- [OBJECTIF]
D'après le texte sur le chemin synodal, à quel moment la production des documents finaux est-elle maintenant attendue ?

··· TEXTE

Une première réaction
Le chemin synodal poursuit son travail imperturbablement. Ralenti, gêné par la crise sanitaire ; la production des documents finaux aura un peu de retard. Elle est maintenant attendue pour le printemps 2022. Le Forum n°1, concernant le pouvoir et le partage du pouvoir, a émis un document intermédiaire. Le site CRUX (États-Unis) a rapporté le 27 mai une réaction de l’archevêque de Denver (Colorado), Samuel Aquila : une lettre de 15 pages, lettre ouverte aux évêques du monde, qui donne le ton de ce que pourraient être les positions des conservateurs dont nous allons voir plus loin qu’ils commencent à s’énerver. C’est aussi un signe que le chemin synodal intéresse bien au-delà des frontières quoi qu’en disent certains qui voudraient circonscrire le problème à une crise spécifique à l’Allemagne [7]. Rendre plus démocratique le processus d’élection des évêques et des pasteurs, remettre en question le célibat des prêtres et dire que des clarifications sont nécessaires pour ouvrir l’accès des femmes aux ministères ordonnés dans l’Église demeurent, pour Mgr Aquila, des sujets fermés « en contradiction avec la compréhension définitive de l’Église par le Christ lui-même ». Et, s’adressant à ses collègues évêques : « Aurons-nous le courage de marcher sur le chemin de la Croix, en supportant le mépris du monde pour le message de l’Évangile ? Tiendrons-nous compte nous-mêmes de l’appel du Seigneur Jésus à la repentance, et aurons-nous le courage de nous en faire l’écho auprès d’un monde incrédule ? » Voilà qui promet !

······
··· LIGNES FOURNIES

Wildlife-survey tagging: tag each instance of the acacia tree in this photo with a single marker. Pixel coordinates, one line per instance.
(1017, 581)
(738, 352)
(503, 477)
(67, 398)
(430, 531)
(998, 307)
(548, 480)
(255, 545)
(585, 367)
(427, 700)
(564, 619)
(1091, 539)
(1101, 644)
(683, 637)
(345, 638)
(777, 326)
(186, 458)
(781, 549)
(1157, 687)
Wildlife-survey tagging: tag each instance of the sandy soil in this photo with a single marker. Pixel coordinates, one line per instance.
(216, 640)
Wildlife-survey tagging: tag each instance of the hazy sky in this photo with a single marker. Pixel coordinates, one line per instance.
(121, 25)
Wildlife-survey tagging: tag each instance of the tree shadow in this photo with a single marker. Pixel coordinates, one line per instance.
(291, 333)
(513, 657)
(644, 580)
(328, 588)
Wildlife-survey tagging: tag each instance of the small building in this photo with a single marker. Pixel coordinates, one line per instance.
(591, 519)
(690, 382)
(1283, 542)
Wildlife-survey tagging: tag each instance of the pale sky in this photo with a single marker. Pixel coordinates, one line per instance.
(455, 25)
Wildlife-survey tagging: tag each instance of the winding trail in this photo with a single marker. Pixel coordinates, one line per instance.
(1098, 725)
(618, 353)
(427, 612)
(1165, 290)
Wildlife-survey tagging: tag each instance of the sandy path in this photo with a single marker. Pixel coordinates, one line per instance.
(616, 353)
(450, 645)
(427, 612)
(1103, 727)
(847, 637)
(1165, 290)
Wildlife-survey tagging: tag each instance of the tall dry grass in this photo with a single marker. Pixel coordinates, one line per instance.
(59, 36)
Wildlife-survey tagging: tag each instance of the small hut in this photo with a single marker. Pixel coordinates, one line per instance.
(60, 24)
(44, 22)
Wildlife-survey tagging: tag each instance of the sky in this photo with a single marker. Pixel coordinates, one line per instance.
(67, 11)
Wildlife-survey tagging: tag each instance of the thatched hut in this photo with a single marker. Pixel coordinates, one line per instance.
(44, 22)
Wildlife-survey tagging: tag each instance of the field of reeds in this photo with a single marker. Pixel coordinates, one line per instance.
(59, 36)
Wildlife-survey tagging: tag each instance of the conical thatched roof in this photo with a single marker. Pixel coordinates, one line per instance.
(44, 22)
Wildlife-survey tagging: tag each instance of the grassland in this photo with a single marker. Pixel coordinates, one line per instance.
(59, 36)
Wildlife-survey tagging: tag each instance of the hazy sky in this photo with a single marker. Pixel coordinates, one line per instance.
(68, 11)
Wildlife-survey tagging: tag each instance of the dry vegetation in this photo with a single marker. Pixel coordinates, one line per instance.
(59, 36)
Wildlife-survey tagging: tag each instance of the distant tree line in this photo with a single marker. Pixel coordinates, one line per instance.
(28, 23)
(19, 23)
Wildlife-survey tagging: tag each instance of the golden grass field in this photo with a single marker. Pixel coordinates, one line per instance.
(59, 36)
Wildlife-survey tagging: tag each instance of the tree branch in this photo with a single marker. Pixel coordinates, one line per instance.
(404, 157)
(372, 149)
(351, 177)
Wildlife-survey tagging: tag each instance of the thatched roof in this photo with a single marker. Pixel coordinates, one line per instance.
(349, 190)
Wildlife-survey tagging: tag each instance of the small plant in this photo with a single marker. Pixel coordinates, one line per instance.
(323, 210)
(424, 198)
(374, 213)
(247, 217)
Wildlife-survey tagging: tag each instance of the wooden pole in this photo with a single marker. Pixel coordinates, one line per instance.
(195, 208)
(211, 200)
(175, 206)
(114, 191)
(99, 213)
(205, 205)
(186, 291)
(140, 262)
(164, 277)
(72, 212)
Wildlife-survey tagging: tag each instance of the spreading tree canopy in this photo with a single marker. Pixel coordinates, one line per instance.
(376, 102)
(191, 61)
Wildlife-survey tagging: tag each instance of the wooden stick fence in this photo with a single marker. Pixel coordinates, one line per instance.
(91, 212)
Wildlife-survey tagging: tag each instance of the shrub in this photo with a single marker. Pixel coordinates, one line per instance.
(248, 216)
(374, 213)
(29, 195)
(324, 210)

······

- [RÉPONSE]
Au printemps 2022.